* Start Material shown *
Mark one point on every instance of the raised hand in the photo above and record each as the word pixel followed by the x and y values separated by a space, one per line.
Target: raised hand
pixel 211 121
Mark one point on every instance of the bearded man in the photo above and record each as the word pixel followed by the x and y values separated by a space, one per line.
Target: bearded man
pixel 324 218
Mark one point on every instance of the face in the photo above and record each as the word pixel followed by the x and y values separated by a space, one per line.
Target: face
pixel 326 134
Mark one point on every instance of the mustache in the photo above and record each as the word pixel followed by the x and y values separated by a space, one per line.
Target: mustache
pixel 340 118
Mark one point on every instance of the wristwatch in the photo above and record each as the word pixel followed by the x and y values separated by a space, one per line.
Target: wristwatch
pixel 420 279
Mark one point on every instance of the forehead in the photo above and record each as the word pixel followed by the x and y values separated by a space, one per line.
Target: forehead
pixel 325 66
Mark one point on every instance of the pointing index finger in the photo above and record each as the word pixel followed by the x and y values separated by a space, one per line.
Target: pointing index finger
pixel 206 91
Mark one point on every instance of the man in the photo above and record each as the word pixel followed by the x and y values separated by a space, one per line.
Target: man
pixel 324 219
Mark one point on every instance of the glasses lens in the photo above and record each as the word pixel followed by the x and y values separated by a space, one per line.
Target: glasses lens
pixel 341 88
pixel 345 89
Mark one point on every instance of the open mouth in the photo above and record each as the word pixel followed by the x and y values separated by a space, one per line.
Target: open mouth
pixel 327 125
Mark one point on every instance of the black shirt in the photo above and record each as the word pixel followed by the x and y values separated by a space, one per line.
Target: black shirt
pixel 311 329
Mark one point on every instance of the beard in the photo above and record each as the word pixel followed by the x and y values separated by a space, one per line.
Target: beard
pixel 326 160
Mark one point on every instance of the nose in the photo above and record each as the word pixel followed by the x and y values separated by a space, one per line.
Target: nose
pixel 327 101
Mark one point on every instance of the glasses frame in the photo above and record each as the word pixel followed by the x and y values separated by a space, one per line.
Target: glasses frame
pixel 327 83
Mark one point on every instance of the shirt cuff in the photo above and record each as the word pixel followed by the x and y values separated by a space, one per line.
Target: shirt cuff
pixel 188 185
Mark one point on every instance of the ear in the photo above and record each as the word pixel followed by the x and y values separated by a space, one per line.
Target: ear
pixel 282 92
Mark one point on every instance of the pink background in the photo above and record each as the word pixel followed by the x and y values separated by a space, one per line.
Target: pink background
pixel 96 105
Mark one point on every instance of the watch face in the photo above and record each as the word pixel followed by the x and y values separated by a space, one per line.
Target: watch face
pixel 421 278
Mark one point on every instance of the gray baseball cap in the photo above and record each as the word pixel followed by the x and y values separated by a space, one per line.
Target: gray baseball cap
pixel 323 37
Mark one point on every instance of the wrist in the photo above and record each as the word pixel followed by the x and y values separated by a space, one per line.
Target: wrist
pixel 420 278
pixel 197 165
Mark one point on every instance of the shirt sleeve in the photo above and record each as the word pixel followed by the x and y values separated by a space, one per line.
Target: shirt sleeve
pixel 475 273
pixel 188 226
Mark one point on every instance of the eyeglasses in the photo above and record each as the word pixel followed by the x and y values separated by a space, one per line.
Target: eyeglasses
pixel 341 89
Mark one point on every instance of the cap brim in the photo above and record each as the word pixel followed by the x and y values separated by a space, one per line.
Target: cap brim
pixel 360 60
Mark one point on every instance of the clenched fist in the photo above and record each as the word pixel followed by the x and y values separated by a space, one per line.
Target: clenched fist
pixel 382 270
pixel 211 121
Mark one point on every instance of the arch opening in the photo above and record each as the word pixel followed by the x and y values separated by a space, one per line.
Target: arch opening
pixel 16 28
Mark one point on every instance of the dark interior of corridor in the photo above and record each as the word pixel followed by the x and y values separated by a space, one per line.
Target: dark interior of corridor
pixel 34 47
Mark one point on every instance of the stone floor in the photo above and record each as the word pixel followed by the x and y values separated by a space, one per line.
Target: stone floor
* End Material shown *
# Aim of the task:
Pull from the data above, verbatim, every line from the line with "Mark one point on every instance of the glasses lens" up to and including the line with "pixel 188 185".

# Result of the task:
Mark one point on every instance of the glasses lens in the photo above and record each as the word pixel followed by the x and y values separated by a space, one per line.
Target: glasses lens
pixel 341 88
pixel 345 89
Mark one point on every instance of the open mouth in the photo above and record each as the word pixel followed by the x and y values separated by a space, one per line.
Target: open mouth
pixel 327 125
Mark one point on every instance of the black shirt in the photo above and record each as the word pixel followed by the x and y values separated by a space, one per line.
Target: black shirt
pixel 311 329
Mark one point on every instance of the beard in the photo above and record each as the word pixel followed by the x and y values separated by a space, one per line.
Target: beard
pixel 326 160
Mark one point on every instance of the nose in the photo above and record each as the word pixel followed by the x and y values separated by a space, one per line.
Target: nose
pixel 327 101
Mark one point on every instance of the glasses frame in the photo above and record each as the word pixel followed by the x and y values separated by a space, one per line.
Target: glasses frame
pixel 327 83
Mark one point on every instance of the shirt cuff in the photo above and record each as the word pixel followed by the x and y values separated by a space, one per line.
Target: shirt cuff
pixel 188 185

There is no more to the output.